- **Problem requirements**:
The data must be transcribed exactly, with no line missing.

Extracted records:
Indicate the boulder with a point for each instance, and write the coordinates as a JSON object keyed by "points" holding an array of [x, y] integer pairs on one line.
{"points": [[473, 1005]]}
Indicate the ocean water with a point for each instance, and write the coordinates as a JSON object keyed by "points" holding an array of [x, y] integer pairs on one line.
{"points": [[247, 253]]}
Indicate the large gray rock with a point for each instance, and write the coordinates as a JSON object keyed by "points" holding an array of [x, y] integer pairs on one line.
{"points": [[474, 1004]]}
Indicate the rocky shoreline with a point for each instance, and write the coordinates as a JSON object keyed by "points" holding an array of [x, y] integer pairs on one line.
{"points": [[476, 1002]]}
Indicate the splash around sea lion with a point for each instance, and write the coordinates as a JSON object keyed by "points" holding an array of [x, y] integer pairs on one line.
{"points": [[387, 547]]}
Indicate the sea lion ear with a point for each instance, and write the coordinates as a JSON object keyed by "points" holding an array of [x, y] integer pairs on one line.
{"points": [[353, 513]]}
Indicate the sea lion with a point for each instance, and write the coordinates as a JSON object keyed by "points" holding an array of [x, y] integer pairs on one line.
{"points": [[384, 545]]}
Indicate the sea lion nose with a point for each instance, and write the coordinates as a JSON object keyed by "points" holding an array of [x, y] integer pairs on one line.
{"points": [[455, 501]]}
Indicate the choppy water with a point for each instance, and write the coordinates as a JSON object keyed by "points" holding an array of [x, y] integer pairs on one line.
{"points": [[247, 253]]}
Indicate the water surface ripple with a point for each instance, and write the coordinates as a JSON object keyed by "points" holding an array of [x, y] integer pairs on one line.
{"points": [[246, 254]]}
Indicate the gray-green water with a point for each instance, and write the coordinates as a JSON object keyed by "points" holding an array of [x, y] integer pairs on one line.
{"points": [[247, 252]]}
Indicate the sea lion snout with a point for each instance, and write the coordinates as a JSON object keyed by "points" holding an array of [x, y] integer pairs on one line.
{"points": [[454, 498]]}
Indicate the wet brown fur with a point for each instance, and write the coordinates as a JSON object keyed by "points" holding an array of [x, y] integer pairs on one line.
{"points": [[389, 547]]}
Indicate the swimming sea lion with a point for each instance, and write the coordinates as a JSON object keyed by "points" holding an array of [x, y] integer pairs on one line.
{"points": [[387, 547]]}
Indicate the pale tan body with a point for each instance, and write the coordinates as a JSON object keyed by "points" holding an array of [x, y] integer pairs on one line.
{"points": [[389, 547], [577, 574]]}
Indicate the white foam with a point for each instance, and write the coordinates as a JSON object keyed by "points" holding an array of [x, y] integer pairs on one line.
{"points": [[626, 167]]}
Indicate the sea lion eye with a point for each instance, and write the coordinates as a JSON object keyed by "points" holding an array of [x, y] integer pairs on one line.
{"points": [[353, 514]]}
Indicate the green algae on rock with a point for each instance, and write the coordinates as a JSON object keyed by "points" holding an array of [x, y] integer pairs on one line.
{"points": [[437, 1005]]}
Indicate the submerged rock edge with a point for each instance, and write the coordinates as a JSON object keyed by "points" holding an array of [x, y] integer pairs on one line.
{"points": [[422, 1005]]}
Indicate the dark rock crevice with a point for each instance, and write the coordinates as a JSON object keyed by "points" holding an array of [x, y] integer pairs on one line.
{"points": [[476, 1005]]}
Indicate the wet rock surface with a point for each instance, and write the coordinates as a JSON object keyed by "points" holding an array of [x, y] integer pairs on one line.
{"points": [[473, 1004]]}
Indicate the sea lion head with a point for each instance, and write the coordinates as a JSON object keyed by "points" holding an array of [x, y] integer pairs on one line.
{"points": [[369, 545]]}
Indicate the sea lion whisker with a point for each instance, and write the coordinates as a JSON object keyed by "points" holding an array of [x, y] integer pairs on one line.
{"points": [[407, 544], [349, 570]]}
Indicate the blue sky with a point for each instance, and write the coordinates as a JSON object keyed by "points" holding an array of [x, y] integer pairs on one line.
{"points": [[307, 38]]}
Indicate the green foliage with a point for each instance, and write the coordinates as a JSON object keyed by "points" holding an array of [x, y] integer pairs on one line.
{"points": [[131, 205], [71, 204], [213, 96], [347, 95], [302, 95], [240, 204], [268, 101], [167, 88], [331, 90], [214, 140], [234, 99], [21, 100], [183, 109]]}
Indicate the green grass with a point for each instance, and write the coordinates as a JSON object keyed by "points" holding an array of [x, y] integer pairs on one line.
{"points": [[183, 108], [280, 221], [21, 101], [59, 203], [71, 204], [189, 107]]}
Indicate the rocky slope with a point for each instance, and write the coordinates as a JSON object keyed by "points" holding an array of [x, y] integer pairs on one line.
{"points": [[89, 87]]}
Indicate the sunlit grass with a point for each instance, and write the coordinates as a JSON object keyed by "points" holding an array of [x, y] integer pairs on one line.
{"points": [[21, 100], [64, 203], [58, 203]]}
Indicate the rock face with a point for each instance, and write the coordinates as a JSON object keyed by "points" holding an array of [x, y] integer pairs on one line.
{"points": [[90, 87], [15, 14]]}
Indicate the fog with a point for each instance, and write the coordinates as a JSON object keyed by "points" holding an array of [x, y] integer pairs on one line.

- **Answer box**:
Indicate the boulder with a point for each instance, and write the coordinates as a JSON object keyed by "points" holding an array of [x, y] integer pairs on one line.
{"points": [[473, 1005]]}
Indicate the ocean water with a point for each instance, and write the coordinates as a JSON object keyed by "points" holding an array of [x, y] integer pairs on one line.
{"points": [[247, 253]]}
Indicate the large gray rock with a point for each instance, and write the coordinates as a JSON object keyed by "points" holding an array of [x, y] integer pairs on one line.
{"points": [[474, 1004]]}
Indicate the rocky shoreline with a point for each instance, and write the coordinates as a JSON object keyed by "points" holding an array of [x, y] integer pairs on one line.
{"points": [[476, 1002]]}
Indicate the splash around sea lion with a point for each instance, and write the coordinates as a JSON object keyed by "points" holding an array of [x, y] integer pairs on one line.
{"points": [[387, 547]]}
Indicate the sea lion ear with a point for each instance, and write the coordinates as a JSON object keyed by "points" holding an array of [x, y] integer pairs on one line.
{"points": [[353, 513]]}
Indicate the sea lion with a point for each instance, and write the coordinates as a JSON object keyed by "points" holding an array of [x, y] integer pairs on one line.
{"points": [[384, 545]]}
Indicate the sea lion nose with a point for each instance, and write the coordinates as a JSON object keyed by "points" holding an array of [x, y] integer pairs on one line.
{"points": [[455, 501]]}
Indicate the choppy water with a point for each instance, and write the coordinates as a JSON object keyed by "points" holding an array of [x, y] integer pairs on one line.
{"points": [[247, 253]]}
Indicate the water surface ripple with a point for each instance, and write the coordinates as a JSON object keyed by "points" holding an array of [x, y] integer pairs on one line.
{"points": [[246, 254]]}
Indicate the gray-green water with a point for each instance, and write the coordinates as a JSON object keyed by "points" holding an array of [x, y] integer pairs on one line.
{"points": [[247, 252]]}
Indicate the sea lion snout with a point for each instance, and write the coordinates as a JSON object keyed by "points" holding an array of [x, y] integer pairs on one line.
{"points": [[454, 498]]}
Indicate the wet brown fur with a point for each instance, and write the coordinates as a JSON object keyed by "points" holding an array of [x, y] integer pairs on one line.
{"points": [[389, 547]]}
Indicate the swimming sea lion with a point for each instance, and write the coordinates as a JSON object keyed by "points" holding an array of [x, y] integer pairs on one line.
{"points": [[387, 547]]}
Indicate the pale tan body with a point for each instance, and write the coordinates as a JSON object keyed by "points" holding an array of [x, y] integer pairs on one line.
{"points": [[389, 547], [577, 574]]}
Indicate the white foam with a point for each instance, and write the coordinates as a JSON object keyed by "points" holding an array of [x, y] integer pairs on one line.
{"points": [[626, 167]]}
Indicate the sea lion eye with a point for each instance, and write the coordinates as a JSON object keyed by "points" holding an array of [x, y] integer pairs on one line.
{"points": [[353, 514]]}
Indicate the green algae on rock with a point for each instance, and write the coordinates as a JSON object keyed by "points" holding an array of [x, y] integer pairs on one line.
{"points": [[437, 1005]]}
Indicate the submerged rock edge with a point for each instance, and write the coordinates as a JSON object keyed by "points" holding an array of [x, y] integer pairs on one line.
{"points": [[422, 1005]]}
Indicate the dark rock crevice with a point for each instance, and write the coordinates as a JSON object keyed by "points" holding an array of [x, y] integer pairs on one line.
{"points": [[476, 1005]]}
Indicate the wet rock surface with a point for each instance, and write the coordinates as a JSON object keyed by "points" holding an array of [x, y] integer pairs on one line.
{"points": [[473, 1004]]}
Indicate the sea lion head with a point for each instance, and write the coordinates as a JSON object keyed by "points" holding an array of [x, y] integer pairs on one line.
{"points": [[369, 545]]}
Indicate the sea lion whisker with a point for each instance, and write the coordinates as a JSON object keyed by "points" holding an array of [x, y] integer pairs on one line.
{"points": [[407, 544], [349, 570]]}
Indicate the blue sky with a point for each instance, and write the coordinates as a JSON object keyed by "points" holding an array of [x, y] integer pairs on one line.
{"points": [[307, 38]]}
Indicate the green foliage with a point for each instance, and write the coordinates as a JSON object keyed by "points" holding an array of [x, y] integer pairs on one line.
{"points": [[131, 205], [71, 204], [213, 96], [347, 95], [302, 95], [240, 204], [268, 101], [167, 88], [331, 90], [214, 140], [234, 99], [21, 100], [183, 109]]}
Indicate the green grass with a point for each instance, and write the coordinates as a JSON object keyed by "points" holding an array of [x, y] integer pairs on one line.
{"points": [[183, 108], [280, 221], [21, 101], [59, 203], [71, 204], [189, 107]]}
Indicate the rocky slope with a point for each instance, and write the coordinates as a JSON object keyed by "points" holding an array of [x, y] integer pairs on one line.
{"points": [[89, 87]]}
Indicate the sunlit grass with a point for each instance, and write the coordinates as a JSON object keyed by "points" holding an array of [x, y] integer pairs on one line.
{"points": [[21, 100], [64, 203], [58, 203]]}
Indicate the rock face with a point for each instance, and write the coordinates as a JSON object keyed by "points" holding an array of [x, y] integer pairs on one line.
{"points": [[90, 87], [15, 14]]}
Indicate the fog with a point for each instance, and write the coordinates as a JSON object keyed by "points" holding an array of [x, y] integer pairs on one line.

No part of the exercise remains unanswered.